+++ RECORDS SUPPLIED
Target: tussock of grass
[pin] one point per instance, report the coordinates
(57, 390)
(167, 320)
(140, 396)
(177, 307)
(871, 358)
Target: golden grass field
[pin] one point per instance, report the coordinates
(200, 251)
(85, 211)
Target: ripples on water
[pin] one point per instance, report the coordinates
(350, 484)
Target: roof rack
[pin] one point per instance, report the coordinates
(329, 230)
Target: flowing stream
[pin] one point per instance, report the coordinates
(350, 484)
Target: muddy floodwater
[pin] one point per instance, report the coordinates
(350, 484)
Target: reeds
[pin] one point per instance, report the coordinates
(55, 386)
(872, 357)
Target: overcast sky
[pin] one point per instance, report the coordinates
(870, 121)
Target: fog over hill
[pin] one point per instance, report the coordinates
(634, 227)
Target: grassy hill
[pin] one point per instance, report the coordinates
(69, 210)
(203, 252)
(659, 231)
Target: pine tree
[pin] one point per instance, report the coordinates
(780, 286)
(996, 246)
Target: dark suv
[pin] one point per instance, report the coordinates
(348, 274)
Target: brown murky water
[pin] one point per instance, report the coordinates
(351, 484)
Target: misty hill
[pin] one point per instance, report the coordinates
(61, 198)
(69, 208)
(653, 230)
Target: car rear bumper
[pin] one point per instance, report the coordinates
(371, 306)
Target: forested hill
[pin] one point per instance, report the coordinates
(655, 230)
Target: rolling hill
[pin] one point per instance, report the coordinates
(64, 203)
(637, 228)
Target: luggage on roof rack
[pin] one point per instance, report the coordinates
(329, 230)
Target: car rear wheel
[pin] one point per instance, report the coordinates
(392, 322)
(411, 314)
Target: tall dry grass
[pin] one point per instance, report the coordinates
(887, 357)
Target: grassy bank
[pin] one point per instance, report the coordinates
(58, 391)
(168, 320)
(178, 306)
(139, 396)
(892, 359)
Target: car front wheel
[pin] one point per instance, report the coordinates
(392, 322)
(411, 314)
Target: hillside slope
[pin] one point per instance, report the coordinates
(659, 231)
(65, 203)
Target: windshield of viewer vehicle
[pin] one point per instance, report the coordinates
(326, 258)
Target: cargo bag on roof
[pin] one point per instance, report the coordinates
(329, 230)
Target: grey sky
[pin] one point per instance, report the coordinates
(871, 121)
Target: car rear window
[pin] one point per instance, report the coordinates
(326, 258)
++++++
+++ RECORDS SUPPLIED
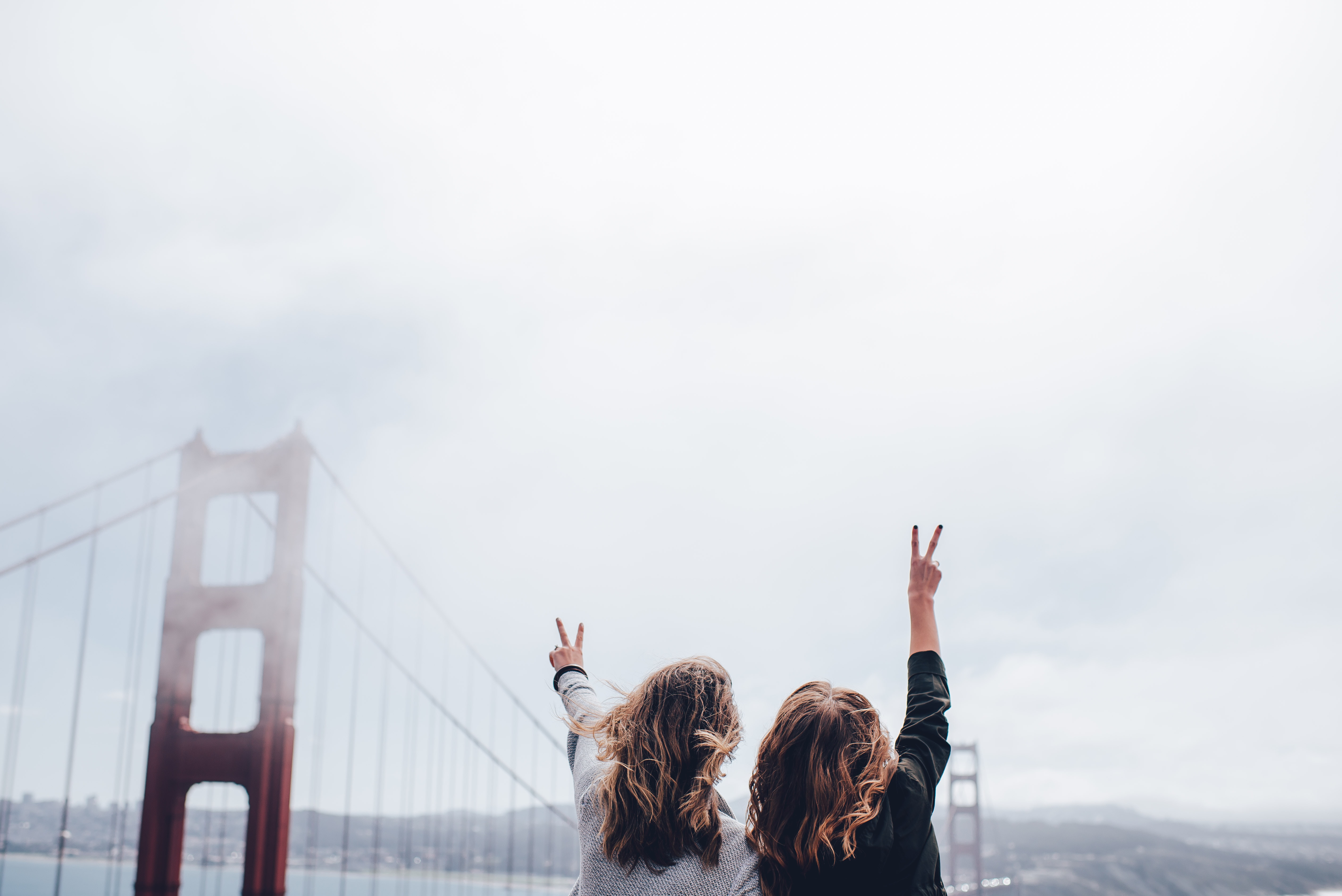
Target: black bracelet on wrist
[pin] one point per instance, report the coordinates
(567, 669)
++++++
+++ RECORDS SUPPLIED
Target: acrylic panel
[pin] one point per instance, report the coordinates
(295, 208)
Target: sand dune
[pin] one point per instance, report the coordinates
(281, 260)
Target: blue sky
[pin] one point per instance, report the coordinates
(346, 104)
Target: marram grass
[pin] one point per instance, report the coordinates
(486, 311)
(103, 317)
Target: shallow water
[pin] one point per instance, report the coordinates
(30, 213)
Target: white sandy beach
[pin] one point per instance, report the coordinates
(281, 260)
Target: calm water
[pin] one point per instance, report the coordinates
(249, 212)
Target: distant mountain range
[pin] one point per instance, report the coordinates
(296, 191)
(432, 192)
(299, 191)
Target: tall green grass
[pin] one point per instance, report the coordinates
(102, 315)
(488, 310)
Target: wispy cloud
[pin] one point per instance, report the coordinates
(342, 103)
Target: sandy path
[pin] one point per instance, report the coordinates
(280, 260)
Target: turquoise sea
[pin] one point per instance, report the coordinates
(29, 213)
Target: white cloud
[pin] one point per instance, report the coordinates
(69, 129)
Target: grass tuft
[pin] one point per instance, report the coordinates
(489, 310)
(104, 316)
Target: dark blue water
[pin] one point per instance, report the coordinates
++++++
TASK DESCRIPTION:
Locate each line in the material above that contains the word "rear" and copy those lines out. Treat uppercase and lowercase as distinct when matching.

RESPONSE BELOW:
Target: car rear bumper
Target: car rear wheel
Target: car rear window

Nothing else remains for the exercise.